▸ **Problem requirements**
Reproduce each line of the rows below that contains the word "left".

begin Material shown

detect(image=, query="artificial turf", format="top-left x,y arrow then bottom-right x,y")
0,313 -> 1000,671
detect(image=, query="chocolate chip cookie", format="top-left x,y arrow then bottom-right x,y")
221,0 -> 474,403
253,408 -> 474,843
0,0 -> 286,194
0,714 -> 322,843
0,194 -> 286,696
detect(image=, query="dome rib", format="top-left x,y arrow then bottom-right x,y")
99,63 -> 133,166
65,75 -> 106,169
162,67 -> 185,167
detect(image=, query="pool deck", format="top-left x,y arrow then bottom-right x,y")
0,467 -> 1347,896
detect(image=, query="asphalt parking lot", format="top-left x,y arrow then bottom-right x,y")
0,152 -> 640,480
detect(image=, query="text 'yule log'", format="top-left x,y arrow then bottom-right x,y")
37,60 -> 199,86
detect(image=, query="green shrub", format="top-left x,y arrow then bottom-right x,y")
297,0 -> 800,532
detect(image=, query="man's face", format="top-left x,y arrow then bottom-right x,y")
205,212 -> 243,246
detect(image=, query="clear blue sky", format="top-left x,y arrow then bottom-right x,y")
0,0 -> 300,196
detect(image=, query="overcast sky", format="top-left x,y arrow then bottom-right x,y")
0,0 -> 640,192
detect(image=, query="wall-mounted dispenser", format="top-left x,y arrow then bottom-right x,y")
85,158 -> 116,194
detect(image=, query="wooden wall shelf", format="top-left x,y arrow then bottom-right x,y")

end Material shown

▸ **Finished answer**
detect(image=, query="artificial turf", format="top-left x,y arrow then bottom-right x,y")
detect(image=, query="chocolate chip cookie", format="top-left x,y arrow then bottom-right x,y")
detect(image=, query="dome rib", format="top-left x,y arrow then bottom-right x,y")
detect(image=, query="pool deck", format="top-left x,y arrow then bottom-right x,y")
detect(image=, query="asphalt parking lot", format="top-left x,y arrow then bottom-right x,y")
detect(image=, query="text 'yule log'", format="top-left x,y arrow then bottom-right x,y")
detect(image=, query="green shrub", format="top-left x,y arrow then bottom-right x,y")
detect(image=, query="man's face", format="top-left x,y arrow then bottom-right x,y")
detect(image=, query="clear blue sky", format="top-left x,y arrow then bottom-right x,y")
detect(image=, query="overcast sky", format="top-left x,y arrow then bottom-right x,y")
detect(image=, query="wall-mounted dispenser", format="top-left x,y arrow then bottom-right x,y")
detect(image=, query="wooden wall shelf", format="top-left x,y arrow then bottom-right x,y")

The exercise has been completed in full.